(Extracted material Opens)
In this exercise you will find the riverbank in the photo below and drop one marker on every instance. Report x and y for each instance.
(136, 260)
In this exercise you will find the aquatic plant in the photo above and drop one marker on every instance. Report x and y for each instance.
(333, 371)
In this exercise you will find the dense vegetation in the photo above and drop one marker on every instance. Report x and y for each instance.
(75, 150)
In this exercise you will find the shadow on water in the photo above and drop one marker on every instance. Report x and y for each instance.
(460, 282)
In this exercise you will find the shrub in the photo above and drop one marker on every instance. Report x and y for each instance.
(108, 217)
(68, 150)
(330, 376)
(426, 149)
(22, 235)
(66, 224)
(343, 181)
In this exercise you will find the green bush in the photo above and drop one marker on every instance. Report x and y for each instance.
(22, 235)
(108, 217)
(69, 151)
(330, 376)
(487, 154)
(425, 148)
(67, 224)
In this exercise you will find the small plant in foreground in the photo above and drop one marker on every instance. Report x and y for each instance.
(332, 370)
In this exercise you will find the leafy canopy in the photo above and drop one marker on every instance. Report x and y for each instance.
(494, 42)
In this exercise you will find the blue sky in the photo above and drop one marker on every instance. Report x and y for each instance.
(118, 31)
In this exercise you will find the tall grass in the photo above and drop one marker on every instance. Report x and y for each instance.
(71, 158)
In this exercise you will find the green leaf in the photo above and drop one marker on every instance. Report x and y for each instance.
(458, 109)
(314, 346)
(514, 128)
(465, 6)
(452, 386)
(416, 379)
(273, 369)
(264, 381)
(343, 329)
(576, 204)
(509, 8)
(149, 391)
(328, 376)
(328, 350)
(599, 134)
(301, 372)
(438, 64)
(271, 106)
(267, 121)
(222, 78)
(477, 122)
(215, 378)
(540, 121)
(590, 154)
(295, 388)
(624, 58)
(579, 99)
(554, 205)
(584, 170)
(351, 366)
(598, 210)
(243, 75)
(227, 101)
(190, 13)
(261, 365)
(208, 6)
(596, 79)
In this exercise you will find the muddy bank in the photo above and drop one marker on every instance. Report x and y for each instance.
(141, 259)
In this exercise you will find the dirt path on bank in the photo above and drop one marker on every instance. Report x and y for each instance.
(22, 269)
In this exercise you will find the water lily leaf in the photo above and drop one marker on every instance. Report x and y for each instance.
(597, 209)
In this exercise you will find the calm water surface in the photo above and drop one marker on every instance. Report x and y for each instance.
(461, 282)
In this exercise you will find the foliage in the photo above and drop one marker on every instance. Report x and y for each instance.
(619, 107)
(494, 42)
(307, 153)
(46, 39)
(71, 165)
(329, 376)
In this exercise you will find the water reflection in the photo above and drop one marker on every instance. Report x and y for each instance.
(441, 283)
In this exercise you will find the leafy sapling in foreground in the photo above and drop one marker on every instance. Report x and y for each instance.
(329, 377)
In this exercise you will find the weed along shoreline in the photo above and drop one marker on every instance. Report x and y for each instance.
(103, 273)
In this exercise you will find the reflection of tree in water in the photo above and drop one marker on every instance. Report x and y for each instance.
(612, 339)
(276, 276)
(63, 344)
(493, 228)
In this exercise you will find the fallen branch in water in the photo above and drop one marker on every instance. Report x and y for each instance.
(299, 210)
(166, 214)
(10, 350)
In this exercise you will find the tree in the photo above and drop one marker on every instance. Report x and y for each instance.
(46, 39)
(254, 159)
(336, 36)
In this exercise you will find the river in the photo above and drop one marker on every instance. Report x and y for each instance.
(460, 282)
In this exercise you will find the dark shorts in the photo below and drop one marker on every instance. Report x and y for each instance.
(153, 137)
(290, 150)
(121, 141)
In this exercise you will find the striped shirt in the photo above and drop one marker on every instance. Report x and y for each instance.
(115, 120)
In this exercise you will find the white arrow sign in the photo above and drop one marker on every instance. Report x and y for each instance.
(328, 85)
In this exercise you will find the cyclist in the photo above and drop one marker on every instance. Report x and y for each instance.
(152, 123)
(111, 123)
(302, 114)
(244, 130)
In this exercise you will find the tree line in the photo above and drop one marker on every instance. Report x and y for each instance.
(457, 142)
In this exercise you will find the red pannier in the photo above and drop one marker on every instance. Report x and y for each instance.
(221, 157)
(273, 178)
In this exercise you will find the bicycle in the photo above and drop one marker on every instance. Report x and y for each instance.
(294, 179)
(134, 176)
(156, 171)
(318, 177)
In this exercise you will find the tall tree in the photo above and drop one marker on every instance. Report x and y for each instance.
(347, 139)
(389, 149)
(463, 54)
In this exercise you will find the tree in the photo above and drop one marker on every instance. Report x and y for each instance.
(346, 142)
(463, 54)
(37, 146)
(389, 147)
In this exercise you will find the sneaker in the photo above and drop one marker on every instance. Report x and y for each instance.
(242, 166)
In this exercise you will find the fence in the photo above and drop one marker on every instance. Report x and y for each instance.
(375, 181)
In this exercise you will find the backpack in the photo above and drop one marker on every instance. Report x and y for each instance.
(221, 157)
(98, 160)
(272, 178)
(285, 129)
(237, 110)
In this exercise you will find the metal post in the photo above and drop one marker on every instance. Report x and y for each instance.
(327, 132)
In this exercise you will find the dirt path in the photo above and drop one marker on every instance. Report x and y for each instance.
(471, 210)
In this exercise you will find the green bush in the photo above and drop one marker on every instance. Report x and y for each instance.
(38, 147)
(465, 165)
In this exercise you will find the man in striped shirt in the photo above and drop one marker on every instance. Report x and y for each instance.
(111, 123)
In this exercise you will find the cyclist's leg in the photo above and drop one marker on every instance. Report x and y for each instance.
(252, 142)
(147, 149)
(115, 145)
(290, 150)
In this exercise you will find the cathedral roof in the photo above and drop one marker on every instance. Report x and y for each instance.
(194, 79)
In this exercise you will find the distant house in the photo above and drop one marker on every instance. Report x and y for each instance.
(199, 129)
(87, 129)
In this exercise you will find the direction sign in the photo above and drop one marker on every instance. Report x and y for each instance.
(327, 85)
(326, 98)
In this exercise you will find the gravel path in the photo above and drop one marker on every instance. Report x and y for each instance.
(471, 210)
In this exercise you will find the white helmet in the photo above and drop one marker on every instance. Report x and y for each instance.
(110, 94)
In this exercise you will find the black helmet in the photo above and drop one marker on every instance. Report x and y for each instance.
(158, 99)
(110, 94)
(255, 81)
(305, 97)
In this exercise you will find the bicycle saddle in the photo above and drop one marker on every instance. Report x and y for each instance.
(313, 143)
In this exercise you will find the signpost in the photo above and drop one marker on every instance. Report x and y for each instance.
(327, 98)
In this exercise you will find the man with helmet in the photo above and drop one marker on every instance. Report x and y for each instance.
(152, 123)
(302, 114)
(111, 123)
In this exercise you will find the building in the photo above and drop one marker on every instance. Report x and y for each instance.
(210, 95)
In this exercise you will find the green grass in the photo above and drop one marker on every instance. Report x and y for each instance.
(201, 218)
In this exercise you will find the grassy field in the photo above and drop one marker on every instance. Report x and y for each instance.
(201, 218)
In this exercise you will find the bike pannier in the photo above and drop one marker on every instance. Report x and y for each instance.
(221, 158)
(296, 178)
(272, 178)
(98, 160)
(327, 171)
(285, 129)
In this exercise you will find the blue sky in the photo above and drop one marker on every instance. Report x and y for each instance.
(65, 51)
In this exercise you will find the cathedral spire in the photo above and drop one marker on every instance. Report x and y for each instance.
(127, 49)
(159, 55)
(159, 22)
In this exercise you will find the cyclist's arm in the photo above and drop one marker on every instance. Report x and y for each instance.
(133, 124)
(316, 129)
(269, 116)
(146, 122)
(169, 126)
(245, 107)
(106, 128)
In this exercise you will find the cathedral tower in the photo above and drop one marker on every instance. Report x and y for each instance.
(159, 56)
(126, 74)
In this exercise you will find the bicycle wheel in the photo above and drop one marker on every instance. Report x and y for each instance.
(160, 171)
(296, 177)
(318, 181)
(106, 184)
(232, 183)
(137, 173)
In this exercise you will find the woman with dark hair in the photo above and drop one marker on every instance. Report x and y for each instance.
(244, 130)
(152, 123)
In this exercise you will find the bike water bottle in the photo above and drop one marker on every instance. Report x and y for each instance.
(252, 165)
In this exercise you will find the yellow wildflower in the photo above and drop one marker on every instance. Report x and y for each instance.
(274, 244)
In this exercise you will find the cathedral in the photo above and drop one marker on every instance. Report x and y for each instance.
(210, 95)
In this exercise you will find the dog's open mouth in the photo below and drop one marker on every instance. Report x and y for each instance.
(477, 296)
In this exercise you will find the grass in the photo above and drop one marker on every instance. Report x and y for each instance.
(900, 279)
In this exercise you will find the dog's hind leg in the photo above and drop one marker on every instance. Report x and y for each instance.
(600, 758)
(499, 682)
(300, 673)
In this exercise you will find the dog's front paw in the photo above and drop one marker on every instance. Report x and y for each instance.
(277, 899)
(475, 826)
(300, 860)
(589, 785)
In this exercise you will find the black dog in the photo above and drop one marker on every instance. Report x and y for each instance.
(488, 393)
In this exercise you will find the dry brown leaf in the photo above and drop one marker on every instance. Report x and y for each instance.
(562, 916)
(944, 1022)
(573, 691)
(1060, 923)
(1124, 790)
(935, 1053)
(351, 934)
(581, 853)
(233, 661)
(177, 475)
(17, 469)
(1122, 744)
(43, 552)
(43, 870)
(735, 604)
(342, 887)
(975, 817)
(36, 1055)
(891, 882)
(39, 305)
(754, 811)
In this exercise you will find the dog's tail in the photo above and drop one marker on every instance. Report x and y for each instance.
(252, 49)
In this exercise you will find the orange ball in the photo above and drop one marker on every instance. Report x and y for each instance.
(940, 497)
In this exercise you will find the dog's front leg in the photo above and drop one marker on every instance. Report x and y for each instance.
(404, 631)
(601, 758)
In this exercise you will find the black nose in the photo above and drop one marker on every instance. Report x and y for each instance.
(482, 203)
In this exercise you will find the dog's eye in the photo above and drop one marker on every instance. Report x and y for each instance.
(Extracted material Closes)
### [Activity]
All that is wanted is an exact copy of the lines from the line holding "In this exercise you will find the black nose" through the end of the material above, including both.

### [Answer]
In this exercise you will find the black nose in the photo above and drop one marker on every instance. Report x and y for each instance.
(482, 203)
In this exercise you will find the dog's eye in the photo above and drop one marker on every instance. Report x and y for each instance.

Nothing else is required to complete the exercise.